ABOUT THIS EXERCISE:
Would you transcribe exactly the lines below, starting at the one that contains "Target: wood vanity cabinet" and ending with the last line, both included? Leave out all other lines.
(Beginning of DATA EXTRACTS)
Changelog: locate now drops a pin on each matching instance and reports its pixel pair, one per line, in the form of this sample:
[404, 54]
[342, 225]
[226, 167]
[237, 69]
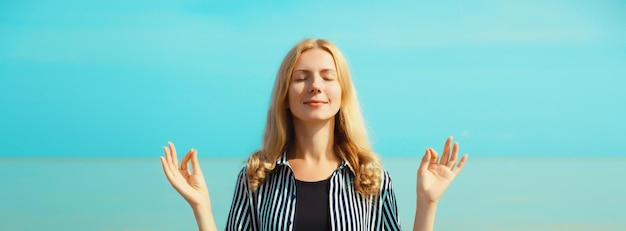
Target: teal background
[516, 194]
[120, 79]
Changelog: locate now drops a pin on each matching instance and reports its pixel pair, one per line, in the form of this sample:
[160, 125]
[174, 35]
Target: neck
[314, 141]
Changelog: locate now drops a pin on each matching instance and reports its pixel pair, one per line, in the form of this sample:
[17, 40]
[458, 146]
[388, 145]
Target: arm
[190, 185]
[390, 217]
[433, 178]
[240, 215]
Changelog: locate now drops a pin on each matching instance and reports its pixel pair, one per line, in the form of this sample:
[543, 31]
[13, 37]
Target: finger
[166, 168]
[173, 153]
[195, 164]
[424, 163]
[455, 154]
[459, 166]
[433, 156]
[446, 152]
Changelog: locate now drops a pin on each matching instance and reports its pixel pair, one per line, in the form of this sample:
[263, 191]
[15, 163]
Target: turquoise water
[490, 194]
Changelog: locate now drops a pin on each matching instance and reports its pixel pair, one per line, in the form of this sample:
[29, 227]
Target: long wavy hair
[351, 143]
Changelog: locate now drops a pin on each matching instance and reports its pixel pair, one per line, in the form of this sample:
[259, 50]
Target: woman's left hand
[435, 175]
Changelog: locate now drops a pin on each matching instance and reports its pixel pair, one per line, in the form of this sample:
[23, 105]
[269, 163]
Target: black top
[312, 206]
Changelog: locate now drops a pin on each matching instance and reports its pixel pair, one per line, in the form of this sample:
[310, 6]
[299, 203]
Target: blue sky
[120, 79]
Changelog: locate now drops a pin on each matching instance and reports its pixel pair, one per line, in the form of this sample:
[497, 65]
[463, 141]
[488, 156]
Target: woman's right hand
[190, 185]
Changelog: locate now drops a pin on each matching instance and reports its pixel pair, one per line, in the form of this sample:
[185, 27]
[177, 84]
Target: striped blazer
[272, 206]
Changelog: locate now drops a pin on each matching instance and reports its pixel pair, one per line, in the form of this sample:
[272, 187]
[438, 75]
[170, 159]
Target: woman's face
[314, 92]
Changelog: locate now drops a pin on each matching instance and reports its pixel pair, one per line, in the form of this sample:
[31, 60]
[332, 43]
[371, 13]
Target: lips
[315, 102]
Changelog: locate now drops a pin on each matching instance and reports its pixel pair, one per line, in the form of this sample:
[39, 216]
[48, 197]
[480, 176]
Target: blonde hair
[351, 142]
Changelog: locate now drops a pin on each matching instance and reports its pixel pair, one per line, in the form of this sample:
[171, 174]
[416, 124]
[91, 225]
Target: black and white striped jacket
[272, 206]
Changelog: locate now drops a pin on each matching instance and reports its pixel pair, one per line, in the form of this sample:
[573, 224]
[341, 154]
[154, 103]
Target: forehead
[315, 59]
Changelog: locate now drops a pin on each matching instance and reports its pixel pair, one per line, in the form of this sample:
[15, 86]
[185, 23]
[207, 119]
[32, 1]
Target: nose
[317, 84]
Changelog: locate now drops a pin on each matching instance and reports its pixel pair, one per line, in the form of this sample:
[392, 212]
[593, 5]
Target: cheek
[292, 94]
[334, 92]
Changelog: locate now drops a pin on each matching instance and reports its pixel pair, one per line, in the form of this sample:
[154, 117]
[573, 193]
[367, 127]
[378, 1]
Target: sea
[513, 193]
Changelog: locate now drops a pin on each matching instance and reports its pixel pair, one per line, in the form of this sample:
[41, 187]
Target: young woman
[316, 169]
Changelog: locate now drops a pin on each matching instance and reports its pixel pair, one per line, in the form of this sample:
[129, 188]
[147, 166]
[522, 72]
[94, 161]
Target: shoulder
[385, 180]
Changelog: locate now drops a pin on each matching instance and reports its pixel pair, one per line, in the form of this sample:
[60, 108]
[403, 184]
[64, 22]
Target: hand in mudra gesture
[434, 175]
[190, 185]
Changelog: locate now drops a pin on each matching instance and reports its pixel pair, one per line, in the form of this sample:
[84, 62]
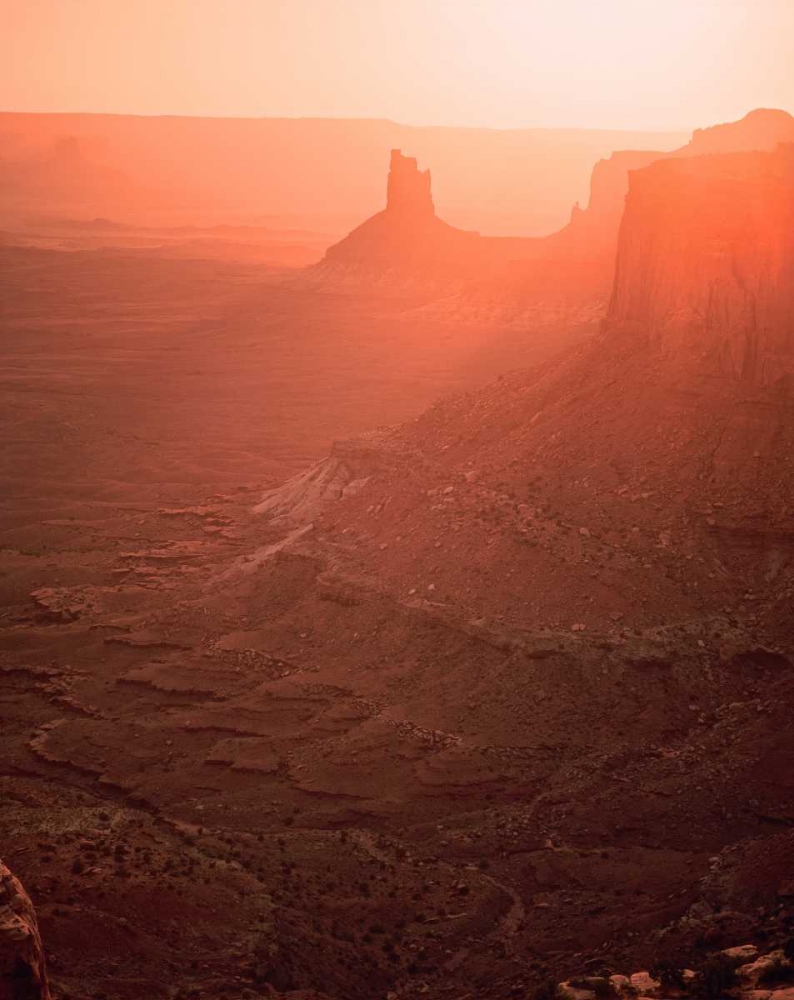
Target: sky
[633, 64]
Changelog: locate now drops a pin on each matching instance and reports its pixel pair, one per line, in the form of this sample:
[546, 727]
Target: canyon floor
[148, 398]
[237, 760]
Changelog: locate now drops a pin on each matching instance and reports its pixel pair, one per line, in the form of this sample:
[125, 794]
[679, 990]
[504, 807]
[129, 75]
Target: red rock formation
[409, 239]
[705, 267]
[408, 187]
[23, 974]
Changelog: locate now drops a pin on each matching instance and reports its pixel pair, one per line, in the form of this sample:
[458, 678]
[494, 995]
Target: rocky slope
[499, 696]
[23, 973]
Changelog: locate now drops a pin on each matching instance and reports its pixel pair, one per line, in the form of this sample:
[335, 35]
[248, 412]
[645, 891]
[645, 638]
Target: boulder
[23, 973]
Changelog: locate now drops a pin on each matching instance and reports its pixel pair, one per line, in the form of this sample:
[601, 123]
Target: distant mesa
[705, 265]
[408, 239]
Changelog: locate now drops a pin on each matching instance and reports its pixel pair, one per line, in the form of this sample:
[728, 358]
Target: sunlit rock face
[705, 267]
[408, 187]
[22, 967]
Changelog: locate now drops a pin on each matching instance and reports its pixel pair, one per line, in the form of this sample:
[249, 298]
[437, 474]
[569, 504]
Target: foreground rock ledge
[23, 975]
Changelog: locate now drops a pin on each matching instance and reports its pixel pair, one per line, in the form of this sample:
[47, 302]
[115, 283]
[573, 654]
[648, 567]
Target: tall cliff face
[762, 129]
[408, 188]
[705, 266]
[23, 973]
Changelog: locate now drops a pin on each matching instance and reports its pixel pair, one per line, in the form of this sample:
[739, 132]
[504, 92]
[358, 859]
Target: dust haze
[397, 574]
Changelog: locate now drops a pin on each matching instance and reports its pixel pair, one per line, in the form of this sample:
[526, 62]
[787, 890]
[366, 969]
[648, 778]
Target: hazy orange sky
[502, 63]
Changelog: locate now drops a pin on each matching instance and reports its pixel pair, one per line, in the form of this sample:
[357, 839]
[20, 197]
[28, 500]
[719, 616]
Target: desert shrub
[778, 971]
[716, 976]
[669, 975]
[600, 985]
[547, 990]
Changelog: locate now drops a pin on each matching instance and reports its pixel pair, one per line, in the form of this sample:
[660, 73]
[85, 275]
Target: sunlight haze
[500, 63]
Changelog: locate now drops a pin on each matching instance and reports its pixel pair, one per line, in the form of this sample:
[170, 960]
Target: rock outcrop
[705, 266]
[23, 973]
[408, 241]
[408, 188]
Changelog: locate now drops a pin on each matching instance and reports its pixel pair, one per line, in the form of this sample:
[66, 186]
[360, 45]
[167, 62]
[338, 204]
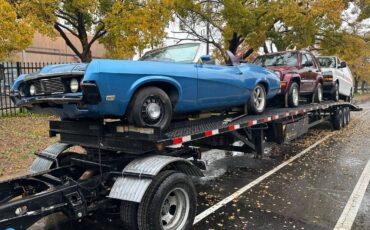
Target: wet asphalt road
[309, 193]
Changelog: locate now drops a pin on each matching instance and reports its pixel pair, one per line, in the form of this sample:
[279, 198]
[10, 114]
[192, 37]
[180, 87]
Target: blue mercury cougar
[147, 93]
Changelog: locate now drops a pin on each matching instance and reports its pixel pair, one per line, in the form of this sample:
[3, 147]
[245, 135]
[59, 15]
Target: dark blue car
[172, 80]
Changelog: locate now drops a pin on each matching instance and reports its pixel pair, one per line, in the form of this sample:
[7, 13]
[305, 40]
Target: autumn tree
[15, 34]
[123, 26]
[136, 25]
[287, 23]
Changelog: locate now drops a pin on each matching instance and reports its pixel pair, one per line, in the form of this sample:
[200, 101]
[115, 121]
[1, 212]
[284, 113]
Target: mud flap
[46, 158]
[138, 174]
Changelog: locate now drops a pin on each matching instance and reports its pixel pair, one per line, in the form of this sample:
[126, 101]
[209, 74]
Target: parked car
[174, 79]
[299, 73]
[338, 81]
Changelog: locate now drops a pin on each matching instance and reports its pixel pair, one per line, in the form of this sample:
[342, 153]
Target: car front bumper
[328, 86]
[69, 105]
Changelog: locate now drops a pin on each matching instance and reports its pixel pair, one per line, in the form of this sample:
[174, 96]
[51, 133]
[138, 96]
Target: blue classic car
[167, 81]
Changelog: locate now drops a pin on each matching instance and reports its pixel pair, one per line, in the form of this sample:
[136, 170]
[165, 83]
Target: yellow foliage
[15, 34]
[136, 25]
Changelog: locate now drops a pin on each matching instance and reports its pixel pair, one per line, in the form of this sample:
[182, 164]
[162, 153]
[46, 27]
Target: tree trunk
[234, 43]
[363, 83]
[265, 49]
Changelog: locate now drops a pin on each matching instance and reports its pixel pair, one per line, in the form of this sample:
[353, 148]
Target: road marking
[349, 213]
[242, 190]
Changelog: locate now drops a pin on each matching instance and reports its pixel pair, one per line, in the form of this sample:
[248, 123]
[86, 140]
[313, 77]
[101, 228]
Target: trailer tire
[318, 94]
[337, 119]
[335, 95]
[156, 203]
[346, 112]
[128, 214]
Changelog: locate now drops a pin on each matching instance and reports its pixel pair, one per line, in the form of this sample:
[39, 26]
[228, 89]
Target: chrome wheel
[295, 95]
[175, 209]
[152, 110]
[259, 98]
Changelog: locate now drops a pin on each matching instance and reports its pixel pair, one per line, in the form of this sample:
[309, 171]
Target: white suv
[337, 78]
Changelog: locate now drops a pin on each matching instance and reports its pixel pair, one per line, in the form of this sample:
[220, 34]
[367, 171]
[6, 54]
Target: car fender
[154, 79]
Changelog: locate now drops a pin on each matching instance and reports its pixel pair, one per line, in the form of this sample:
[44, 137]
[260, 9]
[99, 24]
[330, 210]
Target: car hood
[283, 69]
[57, 70]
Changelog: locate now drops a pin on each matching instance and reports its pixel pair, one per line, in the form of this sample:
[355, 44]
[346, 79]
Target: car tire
[150, 107]
[318, 93]
[335, 95]
[293, 95]
[157, 210]
[257, 102]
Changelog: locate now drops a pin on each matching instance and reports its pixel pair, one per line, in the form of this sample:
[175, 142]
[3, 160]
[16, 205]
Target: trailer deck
[125, 167]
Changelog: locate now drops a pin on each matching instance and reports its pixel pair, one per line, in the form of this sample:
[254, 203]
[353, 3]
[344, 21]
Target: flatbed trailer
[144, 174]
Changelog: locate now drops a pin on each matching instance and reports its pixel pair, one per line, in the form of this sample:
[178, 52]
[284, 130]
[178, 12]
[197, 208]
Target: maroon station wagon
[299, 72]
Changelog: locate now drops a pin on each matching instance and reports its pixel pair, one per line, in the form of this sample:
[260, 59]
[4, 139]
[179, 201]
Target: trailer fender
[45, 159]
[138, 174]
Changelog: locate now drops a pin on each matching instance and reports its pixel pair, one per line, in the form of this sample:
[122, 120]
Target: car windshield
[184, 53]
[289, 59]
[327, 62]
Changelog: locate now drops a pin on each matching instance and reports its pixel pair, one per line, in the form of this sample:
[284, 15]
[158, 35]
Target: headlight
[277, 73]
[74, 85]
[327, 73]
[32, 90]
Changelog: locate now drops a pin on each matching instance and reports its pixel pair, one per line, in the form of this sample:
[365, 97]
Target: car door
[309, 72]
[218, 86]
[345, 83]
[305, 75]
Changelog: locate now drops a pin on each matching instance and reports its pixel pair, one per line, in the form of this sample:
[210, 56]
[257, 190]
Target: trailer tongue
[143, 172]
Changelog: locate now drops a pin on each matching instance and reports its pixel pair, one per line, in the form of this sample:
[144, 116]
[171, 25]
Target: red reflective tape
[208, 133]
[177, 140]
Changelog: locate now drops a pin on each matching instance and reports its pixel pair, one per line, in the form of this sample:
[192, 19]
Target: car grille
[49, 86]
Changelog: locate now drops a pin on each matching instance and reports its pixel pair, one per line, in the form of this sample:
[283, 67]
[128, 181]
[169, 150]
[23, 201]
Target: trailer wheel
[128, 214]
[169, 203]
[335, 95]
[346, 115]
[337, 119]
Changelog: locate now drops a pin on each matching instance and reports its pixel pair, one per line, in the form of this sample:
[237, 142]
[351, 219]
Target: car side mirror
[343, 64]
[308, 64]
[205, 58]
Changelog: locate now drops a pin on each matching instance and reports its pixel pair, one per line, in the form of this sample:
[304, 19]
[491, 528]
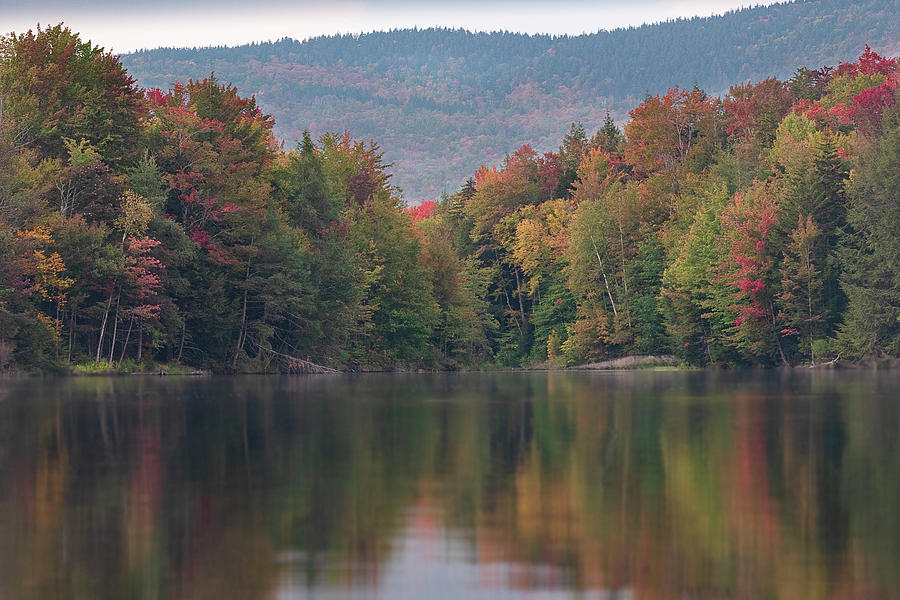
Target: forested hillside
[143, 226]
[442, 102]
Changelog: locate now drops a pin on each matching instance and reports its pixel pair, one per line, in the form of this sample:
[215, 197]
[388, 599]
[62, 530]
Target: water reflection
[554, 485]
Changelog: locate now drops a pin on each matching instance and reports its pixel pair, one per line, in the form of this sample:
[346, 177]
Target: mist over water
[548, 485]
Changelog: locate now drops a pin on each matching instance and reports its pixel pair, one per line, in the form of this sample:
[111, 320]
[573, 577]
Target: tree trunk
[605, 280]
[112, 346]
[71, 333]
[127, 338]
[181, 346]
[103, 326]
[140, 340]
[519, 292]
[240, 344]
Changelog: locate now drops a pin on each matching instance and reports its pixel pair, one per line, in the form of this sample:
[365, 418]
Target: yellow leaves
[135, 216]
[40, 234]
[49, 282]
[46, 270]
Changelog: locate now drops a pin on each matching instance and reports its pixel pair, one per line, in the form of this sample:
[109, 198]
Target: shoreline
[622, 364]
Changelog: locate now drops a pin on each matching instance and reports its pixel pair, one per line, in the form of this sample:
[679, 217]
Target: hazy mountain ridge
[443, 101]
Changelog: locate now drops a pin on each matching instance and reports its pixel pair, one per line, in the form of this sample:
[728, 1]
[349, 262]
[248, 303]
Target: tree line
[421, 91]
[143, 226]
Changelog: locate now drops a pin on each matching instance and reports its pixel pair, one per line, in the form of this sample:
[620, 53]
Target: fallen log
[297, 366]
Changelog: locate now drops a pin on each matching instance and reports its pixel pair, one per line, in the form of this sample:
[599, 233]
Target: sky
[124, 25]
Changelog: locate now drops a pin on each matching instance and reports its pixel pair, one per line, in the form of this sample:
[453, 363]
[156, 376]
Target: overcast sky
[124, 25]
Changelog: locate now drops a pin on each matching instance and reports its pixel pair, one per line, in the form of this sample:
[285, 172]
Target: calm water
[552, 485]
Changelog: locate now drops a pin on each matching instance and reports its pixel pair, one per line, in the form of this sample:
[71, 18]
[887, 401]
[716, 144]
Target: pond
[628, 485]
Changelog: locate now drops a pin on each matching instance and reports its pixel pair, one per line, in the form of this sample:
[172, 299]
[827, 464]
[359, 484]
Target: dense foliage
[167, 225]
[420, 92]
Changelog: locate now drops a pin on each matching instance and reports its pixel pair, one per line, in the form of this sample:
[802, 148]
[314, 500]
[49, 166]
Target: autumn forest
[147, 227]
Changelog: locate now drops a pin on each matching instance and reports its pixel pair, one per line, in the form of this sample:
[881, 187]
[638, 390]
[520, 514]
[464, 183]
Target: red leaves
[748, 223]
[747, 105]
[869, 63]
[664, 130]
[870, 104]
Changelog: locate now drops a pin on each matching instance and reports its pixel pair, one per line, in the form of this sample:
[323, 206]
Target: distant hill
[442, 101]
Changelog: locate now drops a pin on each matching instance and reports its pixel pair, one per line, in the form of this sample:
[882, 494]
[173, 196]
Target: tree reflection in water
[593, 485]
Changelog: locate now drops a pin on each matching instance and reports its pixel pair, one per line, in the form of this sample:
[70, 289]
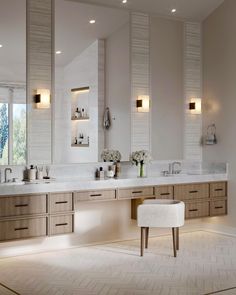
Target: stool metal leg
[146, 238]
[174, 241]
[177, 238]
[142, 240]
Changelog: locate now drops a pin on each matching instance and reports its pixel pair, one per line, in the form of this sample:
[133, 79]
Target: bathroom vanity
[35, 210]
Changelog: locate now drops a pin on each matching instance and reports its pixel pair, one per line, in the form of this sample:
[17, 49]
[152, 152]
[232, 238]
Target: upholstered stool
[160, 213]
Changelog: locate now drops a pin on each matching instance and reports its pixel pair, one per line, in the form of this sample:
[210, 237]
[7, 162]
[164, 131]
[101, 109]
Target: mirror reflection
[12, 82]
[92, 75]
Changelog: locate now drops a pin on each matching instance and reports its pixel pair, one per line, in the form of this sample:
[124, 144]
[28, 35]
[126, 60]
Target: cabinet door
[218, 189]
[61, 224]
[164, 192]
[61, 202]
[23, 205]
[23, 228]
[218, 207]
[191, 191]
[195, 210]
[135, 192]
[98, 195]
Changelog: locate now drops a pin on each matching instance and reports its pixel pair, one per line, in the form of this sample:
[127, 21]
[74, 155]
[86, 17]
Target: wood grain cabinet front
[61, 224]
[98, 195]
[191, 191]
[132, 193]
[197, 209]
[218, 189]
[23, 228]
[61, 202]
[218, 207]
[23, 205]
[164, 192]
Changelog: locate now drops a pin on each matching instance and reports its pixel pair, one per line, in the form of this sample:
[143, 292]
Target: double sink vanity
[34, 210]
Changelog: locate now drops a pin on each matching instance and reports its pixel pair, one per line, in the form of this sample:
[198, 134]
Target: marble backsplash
[87, 171]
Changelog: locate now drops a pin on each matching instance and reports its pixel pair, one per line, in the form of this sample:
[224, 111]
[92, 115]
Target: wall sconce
[42, 99]
[143, 103]
[195, 106]
[81, 89]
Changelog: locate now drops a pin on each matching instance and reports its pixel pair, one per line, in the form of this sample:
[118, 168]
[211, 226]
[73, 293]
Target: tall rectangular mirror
[92, 73]
[12, 82]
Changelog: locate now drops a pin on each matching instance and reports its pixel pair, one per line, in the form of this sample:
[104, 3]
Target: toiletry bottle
[32, 173]
[118, 169]
[101, 173]
[76, 113]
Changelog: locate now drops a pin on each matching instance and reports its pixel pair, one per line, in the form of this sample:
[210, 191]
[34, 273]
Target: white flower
[142, 157]
[111, 155]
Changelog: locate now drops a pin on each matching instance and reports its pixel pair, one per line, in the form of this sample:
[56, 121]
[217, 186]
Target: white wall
[118, 90]
[166, 51]
[219, 50]
[82, 71]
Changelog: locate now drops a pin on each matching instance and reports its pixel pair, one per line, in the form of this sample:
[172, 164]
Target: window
[12, 125]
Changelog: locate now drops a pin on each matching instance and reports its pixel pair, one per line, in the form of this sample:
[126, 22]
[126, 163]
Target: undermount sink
[11, 183]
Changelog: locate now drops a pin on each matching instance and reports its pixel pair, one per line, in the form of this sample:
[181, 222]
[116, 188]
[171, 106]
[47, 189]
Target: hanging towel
[107, 119]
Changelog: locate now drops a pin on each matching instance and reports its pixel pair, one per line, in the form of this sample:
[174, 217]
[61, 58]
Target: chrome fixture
[172, 170]
[5, 171]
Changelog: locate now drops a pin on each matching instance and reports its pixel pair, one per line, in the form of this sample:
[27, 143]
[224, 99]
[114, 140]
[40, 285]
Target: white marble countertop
[80, 184]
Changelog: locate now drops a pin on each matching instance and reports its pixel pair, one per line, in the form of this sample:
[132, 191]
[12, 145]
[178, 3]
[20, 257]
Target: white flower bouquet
[139, 158]
[111, 155]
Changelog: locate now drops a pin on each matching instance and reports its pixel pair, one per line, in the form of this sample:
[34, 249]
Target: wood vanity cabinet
[61, 213]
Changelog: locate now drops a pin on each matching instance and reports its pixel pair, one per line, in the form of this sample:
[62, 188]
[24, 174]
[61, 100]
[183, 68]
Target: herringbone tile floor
[206, 263]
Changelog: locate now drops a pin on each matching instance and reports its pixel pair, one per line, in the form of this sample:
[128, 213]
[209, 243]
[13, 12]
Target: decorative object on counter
[32, 173]
[99, 174]
[107, 119]
[111, 155]
[47, 173]
[140, 158]
[110, 171]
[211, 135]
[39, 173]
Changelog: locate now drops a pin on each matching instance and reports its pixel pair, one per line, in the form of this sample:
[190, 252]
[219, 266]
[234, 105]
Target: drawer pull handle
[96, 195]
[61, 202]
[61, 224]
[21, 228]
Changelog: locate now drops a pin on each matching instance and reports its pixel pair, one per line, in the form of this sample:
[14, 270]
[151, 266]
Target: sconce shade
[81, 89]
[143, 104]
[195, 106]
[42, 99]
(End of DATA EXTRACTS)
PROBLEM SOLUTION:
Target: wood vanity cabinet
[61, 213]
Changelog: locate now drops a pin on each matching instance and reports its pixel pair, one per line, in the form of this sample:
[62, 188]
[24, 174]
[61, 100]
[183, 68]
Target: herringbone tile floor
[206, 263]
Changelog: locate now drops a pin on each matching instance and reports its pixel pair, one per line, in the form of this sample:
[128, 213]
[209, 243]
[13, 12]
Target: decorative object on counter
[32, 173]
[99, 174]
[107, 119]
[111, 155]
[47, 173]
[140, 158]
[110, 171]
[211, 135]
[39, 173]
Changelog: locate now drops a pin on each matching instance and reports its pixel pair, one per line, in the form of this sample:
[190, 252]
[219, 266]
[234, 105]
Target: drawer pull handle
[96, 195]
[61, 202]
[61, 224]
[21, 228]
Changelog: locate now drops a pin on each matching instance and reports its pixel pair, one per line, in the form of this sample:
[14, 270]
[151, 266]
Target: sconce shade
[81, 89]
[143, 104]
[195, 106]
[42, 99]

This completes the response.